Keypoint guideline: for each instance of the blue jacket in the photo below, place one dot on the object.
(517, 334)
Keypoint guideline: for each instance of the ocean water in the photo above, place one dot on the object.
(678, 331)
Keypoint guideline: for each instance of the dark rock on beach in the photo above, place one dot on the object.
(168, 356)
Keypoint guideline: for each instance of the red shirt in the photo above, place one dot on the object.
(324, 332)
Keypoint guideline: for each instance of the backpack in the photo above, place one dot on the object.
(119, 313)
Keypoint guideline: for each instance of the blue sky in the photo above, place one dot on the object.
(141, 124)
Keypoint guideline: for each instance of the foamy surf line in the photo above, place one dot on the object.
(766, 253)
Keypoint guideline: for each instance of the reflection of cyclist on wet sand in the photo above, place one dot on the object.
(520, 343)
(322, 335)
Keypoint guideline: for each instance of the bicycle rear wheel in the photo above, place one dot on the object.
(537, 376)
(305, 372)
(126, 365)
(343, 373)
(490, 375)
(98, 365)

=====

- _Task goal_:
Return all of the records above verbatim, one line each and in their original order.

- _Output for this exercise_:
Keypoint guideline: for each instance of the blue jacket in the photo below, place one dot on the object.
(517, 334)
Keypoint guideline: for each instance of the ocean water in the photo above, place one dot on the object.
(678, 331)
Keypoint guideline: for each instance of the dark rock on beach in the photo above, place one dot on the object.
(168, 356)
Keypoint guideline: for each instance of the red shirt in the photo above, place one dot on the object.
(324, 332)
Keypoint guideline: for each instance of the backpack in the photo above, place one dot on the object.
(119, 313)
Keypoint guideline: for each instance of the blue sky in the photo above, place one dot on the object.
(141, 124)
Keypoint guideline: for each instance of the foamy surf line in the photo above, place one dot on the object.
(766, 253)
Keypoint guideline: for each instance of the reflection of cyclist on wet sand in the photo above, place one dot on the object.
(520, 343)
(322, 335)
Keypoint guideline: for each instance of the bicycle rear wheel in the photo above, place one dot on the object.
(537, 376)
(305, 372)
(126, 365)
(343, 373)
(490, 375)
(98, 365)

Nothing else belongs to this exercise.